Da Milano, l’informativa è arrivata a tutte le prefetture interessate almeno sei mesi fa, ma, tranne che a Varese, non si ha notizia di interventi di bonifica e nemmeno di semplici verifiche. C’è da sperare che, di qui alla primavera, quando le temperature risaliranno, qualcuno si muova, anche perché, fanno trapelare dal Palazzo di Giustizia, le conseguenze per eventuali, e probabili, omissioni sui controlli, sarebbero, in caso, d’incendio, non più solo civili, ma penali. Che si tratti, poi, solo di questa ventina di casi non è affatto verosimile. Basta osservare che nella lista non figura nessun edificio residenziale. Quindi è lecito il sospetto che ritardi e reticenze ormai evidenti nelle attività di verifica sugli edifici a rischio dipendano dal timore che dal Vaso di Pandora, ormai aperto, si scateni un problema di controlli antincendio così diffuso, da diventare ingestibile dal punto di vista delle responsabilità e del risanamento: il costo della sola sostituzione dei pannelli all’ospedale di Varese,  340 mila euro, è eloquente.

L’incendio dell’albergo di Varese rivestito di pannelli Larsen PE è l’ultimo in ordine di tempo, scoppiato il 6 ottobre 2022

«A prescindere da chi paga, ci vorrebbe un altro maxi superbonus», riflette il professor Lembo. Oltretutto, è da ingenui pensare che, in un mercato attento ai centesimi di euro, i Larsen PE non abbiano concorrenti al ribasso. Lembo conferma i peggiori sospetti: «Circolano pannelli con l’anima in polietilene anche più pericolosi e spesso a farli produrre da terzi sono le stesse multinazionali che firmano prodotti a norma, così monopolizzano il settore. Credo che gli edifici di civile abitazione a rischio siano centinaia». Nega, però, che sia colpa delle leggi: «Lasciamolo dire a chi viene sorpreso con le mani nel sacco, in realtà le nostre sono migliori, ad esempio, di quelle inglesi».

• _Compiti assegnati_
1. Individua nei record tutte le righe che contengono la stringa "right" e copiale.
2. Prosegui il testo sui pannelli Larsen PE e sui controlli antincendio, partendo dopo la sua ultima frase.
Il testo e i record hanno origini diverse.

(Record estratti da una raccolta)
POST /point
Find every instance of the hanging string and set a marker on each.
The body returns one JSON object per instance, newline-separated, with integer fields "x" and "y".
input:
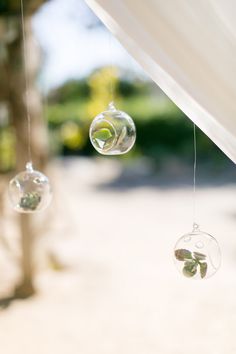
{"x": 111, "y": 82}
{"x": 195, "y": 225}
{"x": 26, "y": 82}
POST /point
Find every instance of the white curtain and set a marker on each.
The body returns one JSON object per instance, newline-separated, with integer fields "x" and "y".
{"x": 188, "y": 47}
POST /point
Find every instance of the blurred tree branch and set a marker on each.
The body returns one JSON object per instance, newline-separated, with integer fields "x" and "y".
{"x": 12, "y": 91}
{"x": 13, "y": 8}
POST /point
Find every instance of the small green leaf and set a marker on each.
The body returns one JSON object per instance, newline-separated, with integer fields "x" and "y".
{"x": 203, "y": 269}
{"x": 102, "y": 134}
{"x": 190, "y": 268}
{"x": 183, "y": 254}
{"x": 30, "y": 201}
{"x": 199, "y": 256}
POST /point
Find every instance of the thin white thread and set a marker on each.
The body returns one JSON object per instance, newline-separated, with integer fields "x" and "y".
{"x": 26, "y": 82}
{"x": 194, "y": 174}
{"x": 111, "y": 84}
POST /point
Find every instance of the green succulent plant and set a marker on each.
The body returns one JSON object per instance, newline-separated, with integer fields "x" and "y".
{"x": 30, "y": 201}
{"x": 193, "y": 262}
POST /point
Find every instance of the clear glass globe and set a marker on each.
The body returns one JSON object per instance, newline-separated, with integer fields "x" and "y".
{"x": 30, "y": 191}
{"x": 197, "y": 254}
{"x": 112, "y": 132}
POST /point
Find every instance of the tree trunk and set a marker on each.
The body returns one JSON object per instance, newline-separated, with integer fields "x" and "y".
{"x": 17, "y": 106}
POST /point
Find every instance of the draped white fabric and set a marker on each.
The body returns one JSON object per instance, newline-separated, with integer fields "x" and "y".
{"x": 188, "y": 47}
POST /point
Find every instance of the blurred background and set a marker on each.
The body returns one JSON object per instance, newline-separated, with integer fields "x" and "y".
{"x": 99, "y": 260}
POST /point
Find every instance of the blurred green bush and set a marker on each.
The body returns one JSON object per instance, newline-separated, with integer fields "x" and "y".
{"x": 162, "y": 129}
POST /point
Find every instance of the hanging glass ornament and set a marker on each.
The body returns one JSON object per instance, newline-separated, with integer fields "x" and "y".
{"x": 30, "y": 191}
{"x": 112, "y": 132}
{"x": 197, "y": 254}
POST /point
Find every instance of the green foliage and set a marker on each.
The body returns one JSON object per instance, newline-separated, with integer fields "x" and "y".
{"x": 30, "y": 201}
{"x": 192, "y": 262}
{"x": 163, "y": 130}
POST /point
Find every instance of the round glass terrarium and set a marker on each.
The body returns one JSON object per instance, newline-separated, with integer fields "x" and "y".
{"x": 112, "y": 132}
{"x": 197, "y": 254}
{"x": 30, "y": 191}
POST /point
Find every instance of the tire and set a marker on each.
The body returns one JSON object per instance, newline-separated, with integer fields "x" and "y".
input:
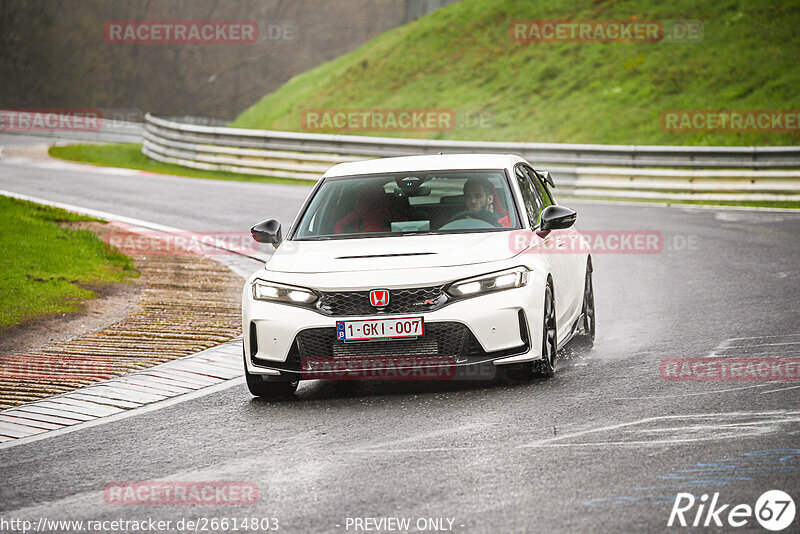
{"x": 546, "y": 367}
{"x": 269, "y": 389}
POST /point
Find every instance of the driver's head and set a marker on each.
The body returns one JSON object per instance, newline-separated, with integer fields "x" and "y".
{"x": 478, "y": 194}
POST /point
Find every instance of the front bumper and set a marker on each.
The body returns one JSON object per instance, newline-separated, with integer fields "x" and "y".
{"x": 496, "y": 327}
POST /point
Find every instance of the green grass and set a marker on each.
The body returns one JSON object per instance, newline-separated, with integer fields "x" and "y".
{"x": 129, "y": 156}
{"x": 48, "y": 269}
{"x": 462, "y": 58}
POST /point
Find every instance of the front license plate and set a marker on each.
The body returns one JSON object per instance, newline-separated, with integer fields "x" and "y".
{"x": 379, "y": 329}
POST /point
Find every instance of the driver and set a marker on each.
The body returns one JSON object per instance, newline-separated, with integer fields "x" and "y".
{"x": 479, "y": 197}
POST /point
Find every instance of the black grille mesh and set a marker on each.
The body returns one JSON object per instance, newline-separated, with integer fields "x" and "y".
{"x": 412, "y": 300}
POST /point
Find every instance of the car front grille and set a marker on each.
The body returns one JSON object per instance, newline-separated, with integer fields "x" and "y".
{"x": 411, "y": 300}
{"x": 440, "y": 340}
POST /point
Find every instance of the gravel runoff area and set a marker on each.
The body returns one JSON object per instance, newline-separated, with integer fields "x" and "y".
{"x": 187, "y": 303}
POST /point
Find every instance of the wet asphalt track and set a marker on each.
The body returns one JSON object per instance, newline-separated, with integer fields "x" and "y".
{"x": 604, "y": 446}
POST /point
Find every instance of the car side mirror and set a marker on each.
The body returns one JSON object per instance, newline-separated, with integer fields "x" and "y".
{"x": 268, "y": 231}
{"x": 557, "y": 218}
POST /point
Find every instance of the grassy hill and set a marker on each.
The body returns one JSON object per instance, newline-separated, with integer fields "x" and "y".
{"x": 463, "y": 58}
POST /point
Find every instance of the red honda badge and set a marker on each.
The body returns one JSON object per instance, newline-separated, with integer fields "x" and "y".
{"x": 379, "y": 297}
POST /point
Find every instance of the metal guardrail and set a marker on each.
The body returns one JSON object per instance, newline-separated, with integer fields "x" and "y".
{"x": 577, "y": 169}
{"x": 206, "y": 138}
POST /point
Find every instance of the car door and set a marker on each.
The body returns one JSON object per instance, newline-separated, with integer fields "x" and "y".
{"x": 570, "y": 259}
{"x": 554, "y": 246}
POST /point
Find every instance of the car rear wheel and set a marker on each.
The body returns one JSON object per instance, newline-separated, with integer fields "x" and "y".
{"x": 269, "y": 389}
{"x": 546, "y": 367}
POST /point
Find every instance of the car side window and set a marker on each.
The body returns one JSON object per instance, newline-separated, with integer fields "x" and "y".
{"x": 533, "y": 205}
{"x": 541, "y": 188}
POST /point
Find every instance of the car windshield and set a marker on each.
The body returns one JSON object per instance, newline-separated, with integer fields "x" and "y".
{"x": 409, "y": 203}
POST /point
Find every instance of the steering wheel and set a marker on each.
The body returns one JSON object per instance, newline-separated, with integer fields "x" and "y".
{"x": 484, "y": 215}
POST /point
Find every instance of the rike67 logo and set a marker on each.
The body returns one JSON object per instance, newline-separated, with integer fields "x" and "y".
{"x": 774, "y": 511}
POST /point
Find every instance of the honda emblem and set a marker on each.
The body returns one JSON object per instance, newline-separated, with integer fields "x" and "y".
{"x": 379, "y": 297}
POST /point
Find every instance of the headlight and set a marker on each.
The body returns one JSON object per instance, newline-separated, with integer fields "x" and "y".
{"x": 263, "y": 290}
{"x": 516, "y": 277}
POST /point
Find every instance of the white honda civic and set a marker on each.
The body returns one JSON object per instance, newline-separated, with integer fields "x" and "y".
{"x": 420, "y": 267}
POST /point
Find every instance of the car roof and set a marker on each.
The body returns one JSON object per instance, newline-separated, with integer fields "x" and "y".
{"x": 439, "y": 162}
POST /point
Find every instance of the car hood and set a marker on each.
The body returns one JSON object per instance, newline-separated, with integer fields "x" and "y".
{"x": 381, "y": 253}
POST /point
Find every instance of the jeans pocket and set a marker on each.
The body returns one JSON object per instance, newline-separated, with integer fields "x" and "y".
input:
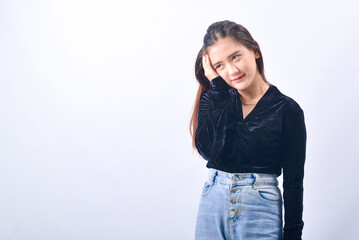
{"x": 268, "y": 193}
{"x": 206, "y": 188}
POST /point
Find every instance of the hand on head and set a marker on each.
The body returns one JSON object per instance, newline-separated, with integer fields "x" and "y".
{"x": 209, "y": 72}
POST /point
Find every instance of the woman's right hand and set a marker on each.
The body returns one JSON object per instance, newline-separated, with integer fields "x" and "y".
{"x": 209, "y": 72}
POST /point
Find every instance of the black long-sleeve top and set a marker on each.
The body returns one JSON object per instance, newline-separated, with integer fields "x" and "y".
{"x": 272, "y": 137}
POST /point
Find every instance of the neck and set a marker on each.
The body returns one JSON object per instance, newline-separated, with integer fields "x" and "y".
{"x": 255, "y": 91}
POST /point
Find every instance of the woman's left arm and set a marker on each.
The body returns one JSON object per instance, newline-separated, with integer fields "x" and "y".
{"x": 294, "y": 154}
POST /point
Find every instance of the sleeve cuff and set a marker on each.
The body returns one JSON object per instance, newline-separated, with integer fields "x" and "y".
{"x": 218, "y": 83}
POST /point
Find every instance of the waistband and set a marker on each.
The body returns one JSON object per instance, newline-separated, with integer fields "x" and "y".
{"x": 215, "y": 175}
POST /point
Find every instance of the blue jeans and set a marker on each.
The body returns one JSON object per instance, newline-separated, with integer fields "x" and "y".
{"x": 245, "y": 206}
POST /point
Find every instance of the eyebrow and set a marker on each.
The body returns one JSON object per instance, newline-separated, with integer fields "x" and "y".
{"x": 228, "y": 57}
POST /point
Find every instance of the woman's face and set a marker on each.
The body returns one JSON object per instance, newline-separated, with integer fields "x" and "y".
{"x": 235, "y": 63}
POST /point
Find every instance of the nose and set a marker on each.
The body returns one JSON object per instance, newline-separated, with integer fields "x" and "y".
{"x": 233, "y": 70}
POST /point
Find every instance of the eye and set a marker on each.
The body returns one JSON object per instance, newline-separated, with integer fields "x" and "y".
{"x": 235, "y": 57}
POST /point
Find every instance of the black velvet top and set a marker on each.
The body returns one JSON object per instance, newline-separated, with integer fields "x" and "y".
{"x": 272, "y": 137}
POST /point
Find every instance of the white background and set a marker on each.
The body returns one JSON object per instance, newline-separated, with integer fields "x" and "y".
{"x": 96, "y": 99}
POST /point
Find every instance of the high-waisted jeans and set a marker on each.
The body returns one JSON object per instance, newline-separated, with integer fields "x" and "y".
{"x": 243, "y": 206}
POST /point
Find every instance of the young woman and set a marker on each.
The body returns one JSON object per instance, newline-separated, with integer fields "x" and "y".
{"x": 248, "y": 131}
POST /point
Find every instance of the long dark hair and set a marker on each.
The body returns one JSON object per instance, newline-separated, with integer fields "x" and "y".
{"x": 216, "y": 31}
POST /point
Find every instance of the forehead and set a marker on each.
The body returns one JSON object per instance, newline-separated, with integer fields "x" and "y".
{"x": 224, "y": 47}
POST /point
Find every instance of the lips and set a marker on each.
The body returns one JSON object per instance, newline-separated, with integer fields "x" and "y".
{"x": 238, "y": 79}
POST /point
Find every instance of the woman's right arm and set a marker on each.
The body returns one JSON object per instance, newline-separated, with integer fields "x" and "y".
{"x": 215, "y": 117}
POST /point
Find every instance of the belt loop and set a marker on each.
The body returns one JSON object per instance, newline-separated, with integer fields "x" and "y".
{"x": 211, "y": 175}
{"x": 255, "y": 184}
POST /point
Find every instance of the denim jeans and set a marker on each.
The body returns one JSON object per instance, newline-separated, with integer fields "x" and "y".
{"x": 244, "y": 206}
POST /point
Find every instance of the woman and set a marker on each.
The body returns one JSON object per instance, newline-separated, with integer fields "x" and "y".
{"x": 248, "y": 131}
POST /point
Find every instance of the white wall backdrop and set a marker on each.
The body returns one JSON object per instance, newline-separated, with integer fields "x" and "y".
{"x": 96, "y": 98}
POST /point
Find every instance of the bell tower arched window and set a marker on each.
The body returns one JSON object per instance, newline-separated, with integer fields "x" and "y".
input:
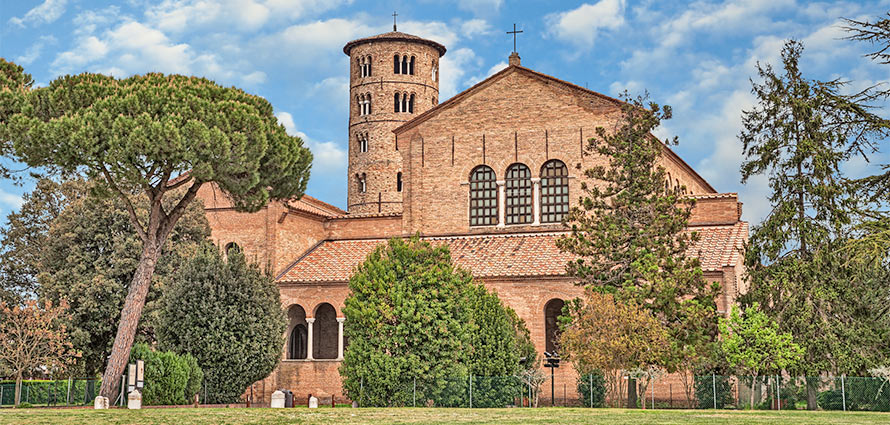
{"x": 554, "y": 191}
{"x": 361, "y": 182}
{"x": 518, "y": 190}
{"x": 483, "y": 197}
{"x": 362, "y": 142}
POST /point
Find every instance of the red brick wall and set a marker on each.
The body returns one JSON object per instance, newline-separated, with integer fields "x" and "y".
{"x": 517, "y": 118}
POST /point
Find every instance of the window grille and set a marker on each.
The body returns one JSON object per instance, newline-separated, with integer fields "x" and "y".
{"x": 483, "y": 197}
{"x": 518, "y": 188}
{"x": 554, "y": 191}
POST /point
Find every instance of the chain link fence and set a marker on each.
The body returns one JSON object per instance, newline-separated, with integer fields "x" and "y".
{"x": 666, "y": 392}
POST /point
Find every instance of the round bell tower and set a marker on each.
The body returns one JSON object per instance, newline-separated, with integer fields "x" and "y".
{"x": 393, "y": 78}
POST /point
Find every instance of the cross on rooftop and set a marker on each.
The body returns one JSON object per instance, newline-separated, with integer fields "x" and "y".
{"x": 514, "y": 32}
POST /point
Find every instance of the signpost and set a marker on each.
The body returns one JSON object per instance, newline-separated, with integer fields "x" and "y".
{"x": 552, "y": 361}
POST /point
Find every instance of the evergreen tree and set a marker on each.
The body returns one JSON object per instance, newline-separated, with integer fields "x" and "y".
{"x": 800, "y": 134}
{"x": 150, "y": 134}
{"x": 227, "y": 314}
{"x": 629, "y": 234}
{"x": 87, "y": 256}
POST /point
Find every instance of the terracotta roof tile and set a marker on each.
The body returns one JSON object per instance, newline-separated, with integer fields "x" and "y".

• _Risposte fornite_
1.
Find every instance of the woman's right hand and set a marker on each.
Find every instance of the woman's right arm and set a marker on each.

2.
Inutile fargli notare che in Italia, a guardie & ladri, si gioca così: prima tutti da una parte; poi tutti dall’altra, così si risparmia sugli inseguimenti. Da tecnico competente qual è, Lembo conosce bene la situazione e le distorsioni del sistema: «Purtroppo, le truffe sono all’ordine del giorno anche nel campo dei materiali per l’edilizia». Per favore, professore, la cruda verità: parlando di superbonus, non è che finiscano per slegare ancora più le mani a chi delinque a mezzo mattone? «Su questo non ho dubbi. Una delle tante possibili frodi che adesso vanno per la maggiore è quella degli intonaci all’idrogel e dei materiali miracolosi per cappotti, che promettono in dieci centimetri di spessore lo stesso potere isolante di un pannello di trenta. Ovviamente, è falso». Ma, e le certificazioni? «Allegano quelle di altri prodotti. Ci vorrebbero controlli spasmodici, altrimenti tra un po’ le case superbonizzate rischiano di andare a fuoco al primo petardo che cade sul balcone».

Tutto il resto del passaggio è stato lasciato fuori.